■ **Source passage**
Challenges in Integration and Analysis of High-Dimensional Biological Data: Cases from Environmental and Health Research
- Biological data represent a large, challenging sector of data engineering applications. Biological data are typically complex and poorly standardized. Moreover, high value, rapid growth in volume and advances in acquisition technologies characterize modern environmental and health research data, humbling the classical practices for data transformation and analytics. Furthermore, data in biology make more sense when integrated with usually different data types, or data from different sources or even fields. In addition, the uniqueness of each case and research question call for a deep understanding of data life cycle and for customized solutions. Having a large volume and value, and being produced at a high velocity in a large variety, biological data encourage the investigation of scalable workflows to automate acquisition and integration, closing the gaps in optimizing analytics specially for heterogeneous data.

■ **Extracted entries**
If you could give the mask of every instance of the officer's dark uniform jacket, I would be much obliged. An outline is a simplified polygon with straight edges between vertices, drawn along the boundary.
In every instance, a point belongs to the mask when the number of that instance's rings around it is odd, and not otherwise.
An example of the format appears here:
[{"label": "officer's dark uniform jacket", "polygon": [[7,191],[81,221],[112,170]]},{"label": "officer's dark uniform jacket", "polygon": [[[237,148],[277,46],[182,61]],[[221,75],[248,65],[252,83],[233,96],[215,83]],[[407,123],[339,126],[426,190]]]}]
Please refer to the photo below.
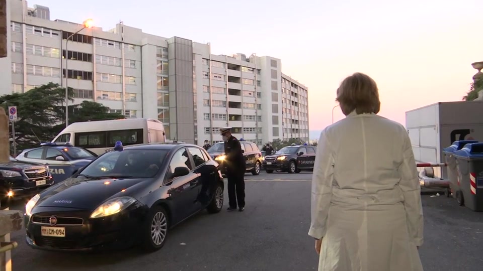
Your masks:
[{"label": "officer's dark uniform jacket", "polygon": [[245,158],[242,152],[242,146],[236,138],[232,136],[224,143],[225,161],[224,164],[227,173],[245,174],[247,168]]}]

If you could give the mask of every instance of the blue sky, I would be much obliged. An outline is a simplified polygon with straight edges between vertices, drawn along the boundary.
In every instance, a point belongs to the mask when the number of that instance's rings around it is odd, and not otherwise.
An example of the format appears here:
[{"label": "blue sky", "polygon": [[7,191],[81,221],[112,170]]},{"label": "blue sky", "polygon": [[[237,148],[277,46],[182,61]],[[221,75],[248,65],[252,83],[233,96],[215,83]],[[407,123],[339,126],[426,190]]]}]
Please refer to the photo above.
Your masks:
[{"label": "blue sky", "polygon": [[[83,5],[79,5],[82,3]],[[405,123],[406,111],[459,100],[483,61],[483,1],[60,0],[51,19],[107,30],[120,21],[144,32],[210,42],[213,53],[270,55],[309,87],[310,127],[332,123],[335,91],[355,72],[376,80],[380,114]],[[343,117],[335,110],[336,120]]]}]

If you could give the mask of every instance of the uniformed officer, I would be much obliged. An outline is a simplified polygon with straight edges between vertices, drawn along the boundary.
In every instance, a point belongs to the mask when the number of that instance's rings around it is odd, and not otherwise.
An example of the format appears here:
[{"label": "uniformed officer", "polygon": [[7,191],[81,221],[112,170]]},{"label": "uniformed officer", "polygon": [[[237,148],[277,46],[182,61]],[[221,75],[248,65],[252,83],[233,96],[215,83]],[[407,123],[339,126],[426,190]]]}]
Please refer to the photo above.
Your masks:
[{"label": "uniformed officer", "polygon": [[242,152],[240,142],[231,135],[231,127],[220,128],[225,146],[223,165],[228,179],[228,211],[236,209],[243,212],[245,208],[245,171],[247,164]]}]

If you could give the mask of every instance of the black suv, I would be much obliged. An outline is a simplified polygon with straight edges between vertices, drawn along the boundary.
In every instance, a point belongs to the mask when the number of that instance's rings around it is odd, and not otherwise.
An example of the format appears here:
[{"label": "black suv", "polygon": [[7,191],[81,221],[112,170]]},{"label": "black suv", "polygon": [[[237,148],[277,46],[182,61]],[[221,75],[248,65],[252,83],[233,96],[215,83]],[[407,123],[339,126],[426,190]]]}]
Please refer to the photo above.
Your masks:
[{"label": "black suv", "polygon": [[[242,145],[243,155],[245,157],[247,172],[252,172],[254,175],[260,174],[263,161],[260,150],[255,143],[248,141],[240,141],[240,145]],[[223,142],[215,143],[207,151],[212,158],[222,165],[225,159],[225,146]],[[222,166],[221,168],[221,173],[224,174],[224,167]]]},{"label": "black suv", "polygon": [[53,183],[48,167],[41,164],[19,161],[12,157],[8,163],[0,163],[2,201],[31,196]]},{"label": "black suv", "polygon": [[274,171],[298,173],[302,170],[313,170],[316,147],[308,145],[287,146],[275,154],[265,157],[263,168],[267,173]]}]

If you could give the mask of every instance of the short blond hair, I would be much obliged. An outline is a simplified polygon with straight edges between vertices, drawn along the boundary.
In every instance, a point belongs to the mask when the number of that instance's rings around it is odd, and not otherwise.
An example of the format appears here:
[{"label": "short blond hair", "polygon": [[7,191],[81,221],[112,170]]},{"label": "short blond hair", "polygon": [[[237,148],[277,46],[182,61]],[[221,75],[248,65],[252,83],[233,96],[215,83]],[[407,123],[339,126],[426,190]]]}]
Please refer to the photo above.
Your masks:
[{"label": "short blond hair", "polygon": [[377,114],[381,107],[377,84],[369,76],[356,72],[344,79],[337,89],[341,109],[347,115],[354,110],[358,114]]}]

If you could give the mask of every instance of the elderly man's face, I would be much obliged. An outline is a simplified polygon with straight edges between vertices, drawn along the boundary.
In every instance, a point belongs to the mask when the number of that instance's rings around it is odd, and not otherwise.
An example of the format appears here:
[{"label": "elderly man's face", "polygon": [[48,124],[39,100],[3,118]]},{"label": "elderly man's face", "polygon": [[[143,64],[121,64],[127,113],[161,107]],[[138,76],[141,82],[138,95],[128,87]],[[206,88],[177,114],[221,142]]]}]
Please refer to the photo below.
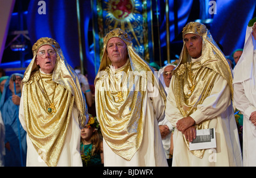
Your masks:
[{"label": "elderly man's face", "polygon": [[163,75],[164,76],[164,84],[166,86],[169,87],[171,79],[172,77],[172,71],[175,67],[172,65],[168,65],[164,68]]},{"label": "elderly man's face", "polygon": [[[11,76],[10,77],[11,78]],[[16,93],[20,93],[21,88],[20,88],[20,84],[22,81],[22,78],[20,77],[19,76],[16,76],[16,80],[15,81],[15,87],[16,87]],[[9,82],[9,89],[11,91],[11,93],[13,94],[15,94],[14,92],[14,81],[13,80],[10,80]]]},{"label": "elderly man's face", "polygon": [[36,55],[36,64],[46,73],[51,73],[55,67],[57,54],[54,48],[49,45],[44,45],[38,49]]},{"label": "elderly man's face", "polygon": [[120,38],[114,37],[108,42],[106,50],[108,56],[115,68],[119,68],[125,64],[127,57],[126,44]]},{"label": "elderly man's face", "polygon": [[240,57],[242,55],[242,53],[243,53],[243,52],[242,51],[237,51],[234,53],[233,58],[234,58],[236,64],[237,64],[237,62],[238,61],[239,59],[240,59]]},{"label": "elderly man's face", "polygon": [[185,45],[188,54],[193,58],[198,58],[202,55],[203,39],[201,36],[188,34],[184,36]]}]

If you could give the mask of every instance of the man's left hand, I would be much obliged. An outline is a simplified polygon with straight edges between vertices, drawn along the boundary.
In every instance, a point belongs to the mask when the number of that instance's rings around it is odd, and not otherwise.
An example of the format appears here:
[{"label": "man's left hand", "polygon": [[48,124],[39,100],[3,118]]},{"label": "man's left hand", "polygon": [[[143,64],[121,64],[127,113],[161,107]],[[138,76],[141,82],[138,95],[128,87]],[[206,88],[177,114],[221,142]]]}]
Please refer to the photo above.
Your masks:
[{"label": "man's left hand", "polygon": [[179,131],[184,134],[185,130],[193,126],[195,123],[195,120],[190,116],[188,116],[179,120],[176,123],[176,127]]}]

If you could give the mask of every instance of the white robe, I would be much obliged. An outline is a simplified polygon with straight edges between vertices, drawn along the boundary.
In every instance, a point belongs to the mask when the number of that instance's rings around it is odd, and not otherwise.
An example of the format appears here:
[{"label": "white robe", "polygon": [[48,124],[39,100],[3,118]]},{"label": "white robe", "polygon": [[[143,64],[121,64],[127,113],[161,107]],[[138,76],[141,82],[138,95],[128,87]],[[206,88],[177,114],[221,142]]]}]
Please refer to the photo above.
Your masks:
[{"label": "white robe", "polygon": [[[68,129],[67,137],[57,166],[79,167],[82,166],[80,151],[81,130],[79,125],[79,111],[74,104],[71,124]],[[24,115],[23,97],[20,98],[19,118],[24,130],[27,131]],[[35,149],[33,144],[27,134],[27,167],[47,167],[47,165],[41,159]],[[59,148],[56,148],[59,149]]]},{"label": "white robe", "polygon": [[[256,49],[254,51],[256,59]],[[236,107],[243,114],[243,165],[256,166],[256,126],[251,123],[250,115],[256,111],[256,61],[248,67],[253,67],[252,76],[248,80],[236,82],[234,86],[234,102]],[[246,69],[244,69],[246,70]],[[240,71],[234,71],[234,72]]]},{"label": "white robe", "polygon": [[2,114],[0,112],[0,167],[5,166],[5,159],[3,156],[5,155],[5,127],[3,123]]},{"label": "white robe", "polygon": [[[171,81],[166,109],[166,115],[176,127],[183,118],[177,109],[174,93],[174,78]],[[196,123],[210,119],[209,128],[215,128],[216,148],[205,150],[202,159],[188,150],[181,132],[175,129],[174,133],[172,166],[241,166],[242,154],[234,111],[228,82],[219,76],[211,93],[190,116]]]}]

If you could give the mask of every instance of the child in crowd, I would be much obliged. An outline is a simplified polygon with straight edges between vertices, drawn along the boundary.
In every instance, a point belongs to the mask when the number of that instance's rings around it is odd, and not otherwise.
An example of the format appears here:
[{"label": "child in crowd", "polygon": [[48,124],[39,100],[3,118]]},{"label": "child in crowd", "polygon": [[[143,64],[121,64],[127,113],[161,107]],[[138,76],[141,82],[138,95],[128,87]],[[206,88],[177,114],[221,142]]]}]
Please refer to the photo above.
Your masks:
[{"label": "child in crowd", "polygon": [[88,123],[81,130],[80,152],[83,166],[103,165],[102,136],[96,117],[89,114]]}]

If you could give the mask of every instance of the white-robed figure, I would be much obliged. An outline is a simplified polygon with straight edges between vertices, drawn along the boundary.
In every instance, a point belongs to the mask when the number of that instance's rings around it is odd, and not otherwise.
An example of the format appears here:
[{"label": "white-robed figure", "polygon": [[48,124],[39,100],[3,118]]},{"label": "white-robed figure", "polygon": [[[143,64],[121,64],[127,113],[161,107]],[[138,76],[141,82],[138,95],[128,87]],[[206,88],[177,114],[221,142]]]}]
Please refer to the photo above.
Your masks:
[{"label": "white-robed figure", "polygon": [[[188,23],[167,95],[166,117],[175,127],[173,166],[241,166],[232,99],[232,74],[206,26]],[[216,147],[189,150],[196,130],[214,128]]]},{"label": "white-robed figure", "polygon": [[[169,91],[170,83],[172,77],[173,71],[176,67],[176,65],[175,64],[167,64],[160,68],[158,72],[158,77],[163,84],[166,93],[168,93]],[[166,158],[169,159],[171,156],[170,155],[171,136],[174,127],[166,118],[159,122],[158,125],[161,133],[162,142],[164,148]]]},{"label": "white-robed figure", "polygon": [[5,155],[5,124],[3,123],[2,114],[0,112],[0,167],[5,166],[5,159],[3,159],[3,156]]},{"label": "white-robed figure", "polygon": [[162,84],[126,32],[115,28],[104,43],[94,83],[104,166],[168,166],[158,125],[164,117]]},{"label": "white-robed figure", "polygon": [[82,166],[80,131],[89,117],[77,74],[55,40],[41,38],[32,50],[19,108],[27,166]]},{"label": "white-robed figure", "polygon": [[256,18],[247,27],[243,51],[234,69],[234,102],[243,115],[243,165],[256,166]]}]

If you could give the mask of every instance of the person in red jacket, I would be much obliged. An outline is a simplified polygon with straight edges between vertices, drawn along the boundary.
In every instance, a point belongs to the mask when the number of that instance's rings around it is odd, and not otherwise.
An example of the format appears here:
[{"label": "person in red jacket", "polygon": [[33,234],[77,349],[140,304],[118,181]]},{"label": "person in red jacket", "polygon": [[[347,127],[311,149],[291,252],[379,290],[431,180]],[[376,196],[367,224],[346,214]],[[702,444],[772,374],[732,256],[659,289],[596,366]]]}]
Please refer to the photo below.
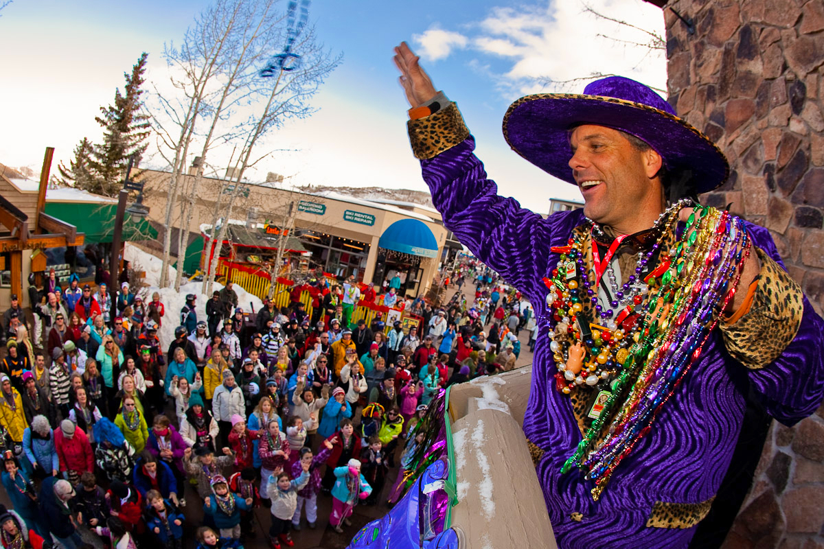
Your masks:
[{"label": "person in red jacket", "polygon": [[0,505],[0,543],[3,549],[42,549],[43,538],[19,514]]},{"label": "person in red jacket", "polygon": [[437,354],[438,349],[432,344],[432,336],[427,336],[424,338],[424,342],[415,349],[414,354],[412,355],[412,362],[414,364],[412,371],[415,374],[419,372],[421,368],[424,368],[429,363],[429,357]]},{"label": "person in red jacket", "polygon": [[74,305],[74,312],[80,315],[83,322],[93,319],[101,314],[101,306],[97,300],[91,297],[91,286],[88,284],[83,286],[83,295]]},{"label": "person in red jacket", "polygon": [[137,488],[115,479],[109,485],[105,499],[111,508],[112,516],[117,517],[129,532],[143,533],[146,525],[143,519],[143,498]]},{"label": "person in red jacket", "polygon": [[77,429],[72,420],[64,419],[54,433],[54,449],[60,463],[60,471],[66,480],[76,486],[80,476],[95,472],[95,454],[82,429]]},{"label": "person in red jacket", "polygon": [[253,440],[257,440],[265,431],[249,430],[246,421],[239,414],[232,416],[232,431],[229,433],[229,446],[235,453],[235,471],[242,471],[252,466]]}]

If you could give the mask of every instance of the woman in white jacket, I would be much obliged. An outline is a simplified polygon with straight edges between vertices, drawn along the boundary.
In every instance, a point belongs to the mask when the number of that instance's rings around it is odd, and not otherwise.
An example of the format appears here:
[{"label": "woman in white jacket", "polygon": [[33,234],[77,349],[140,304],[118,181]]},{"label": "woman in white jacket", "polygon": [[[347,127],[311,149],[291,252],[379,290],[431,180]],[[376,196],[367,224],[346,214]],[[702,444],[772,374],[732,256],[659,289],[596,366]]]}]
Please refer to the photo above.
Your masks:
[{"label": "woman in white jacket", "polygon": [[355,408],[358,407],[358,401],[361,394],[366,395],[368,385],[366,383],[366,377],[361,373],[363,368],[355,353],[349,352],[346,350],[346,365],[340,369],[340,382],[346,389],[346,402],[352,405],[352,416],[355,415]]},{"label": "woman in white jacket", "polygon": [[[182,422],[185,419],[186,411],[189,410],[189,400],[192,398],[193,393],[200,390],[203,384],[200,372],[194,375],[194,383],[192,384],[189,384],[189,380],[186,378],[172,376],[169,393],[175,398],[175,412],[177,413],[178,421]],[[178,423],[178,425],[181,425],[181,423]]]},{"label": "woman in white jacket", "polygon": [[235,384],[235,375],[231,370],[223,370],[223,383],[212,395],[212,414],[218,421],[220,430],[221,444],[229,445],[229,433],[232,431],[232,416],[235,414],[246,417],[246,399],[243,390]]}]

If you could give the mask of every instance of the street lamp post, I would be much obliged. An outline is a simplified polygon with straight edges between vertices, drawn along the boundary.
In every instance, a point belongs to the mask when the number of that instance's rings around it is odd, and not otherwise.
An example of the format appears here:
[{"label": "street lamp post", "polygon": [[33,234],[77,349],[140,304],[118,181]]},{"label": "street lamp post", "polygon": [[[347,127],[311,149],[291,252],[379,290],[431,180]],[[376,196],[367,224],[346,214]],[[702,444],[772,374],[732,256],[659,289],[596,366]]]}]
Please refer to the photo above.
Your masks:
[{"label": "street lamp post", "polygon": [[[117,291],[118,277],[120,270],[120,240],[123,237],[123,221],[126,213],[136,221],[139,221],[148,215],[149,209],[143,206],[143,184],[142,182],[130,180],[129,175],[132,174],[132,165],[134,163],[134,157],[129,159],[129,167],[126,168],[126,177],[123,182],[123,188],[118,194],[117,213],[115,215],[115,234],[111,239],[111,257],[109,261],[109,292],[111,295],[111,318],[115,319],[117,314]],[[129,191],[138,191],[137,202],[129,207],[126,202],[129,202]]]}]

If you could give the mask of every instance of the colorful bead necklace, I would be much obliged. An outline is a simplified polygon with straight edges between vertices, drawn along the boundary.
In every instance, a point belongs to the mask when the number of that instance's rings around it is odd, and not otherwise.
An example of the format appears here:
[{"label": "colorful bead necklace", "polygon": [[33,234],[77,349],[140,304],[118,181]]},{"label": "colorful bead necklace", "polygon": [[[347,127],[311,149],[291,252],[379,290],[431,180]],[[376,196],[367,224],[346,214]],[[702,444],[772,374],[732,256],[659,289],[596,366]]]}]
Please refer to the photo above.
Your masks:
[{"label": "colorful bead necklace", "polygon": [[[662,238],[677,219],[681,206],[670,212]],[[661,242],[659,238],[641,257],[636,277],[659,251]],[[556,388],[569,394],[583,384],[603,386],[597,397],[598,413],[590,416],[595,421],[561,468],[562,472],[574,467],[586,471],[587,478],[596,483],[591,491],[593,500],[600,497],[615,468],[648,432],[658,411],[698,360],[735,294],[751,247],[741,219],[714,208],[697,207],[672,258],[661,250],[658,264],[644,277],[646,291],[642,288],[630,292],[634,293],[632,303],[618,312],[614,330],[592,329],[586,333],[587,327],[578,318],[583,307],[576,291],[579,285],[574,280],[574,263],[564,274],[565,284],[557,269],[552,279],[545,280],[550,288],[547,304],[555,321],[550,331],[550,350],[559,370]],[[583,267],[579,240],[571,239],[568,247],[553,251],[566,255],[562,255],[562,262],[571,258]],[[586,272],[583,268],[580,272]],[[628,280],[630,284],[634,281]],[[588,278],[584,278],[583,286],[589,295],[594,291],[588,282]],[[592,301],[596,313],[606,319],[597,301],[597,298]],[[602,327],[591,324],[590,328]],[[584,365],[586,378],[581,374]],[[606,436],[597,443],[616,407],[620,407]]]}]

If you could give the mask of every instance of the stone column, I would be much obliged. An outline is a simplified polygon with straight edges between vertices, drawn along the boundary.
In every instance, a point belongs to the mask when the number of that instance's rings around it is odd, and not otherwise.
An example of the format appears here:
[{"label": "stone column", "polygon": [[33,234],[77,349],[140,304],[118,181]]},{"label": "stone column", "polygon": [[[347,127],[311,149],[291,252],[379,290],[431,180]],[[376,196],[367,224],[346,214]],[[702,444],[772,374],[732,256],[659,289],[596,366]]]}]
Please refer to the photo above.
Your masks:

■ **Problem to work on**
Write the next part of the passage on integrating and analyzing high-dimensional biological data, beginning after its final sentence.

■ **Answer space**
This thesis aims at exploring and optimizing the state-of-the-art methods for heterogeneous data integration and analysis, of sequence and non-sequence-based data, by identifying four areas of application concerning primary and secondary data from environmental and health research. It presents four challenges in data preparation and transformation for variable selection, and accompanying case studies. Particularly, the thesis investigates knowledge extraction from primary inherently high-dimensional marine sequence data, scalability in handling secondary photosynthetic sequence data, integration and statistical modeling of secondary high-dimensional relational health care claims data for adverse drug event prediction, and integration of heterogeneous primary epidemiological data for childhood obesity investigation. The thesis highlights the importance of data model development for data transformation and integration, and the role of scalable analytics in the foreseen increase in data dimensions.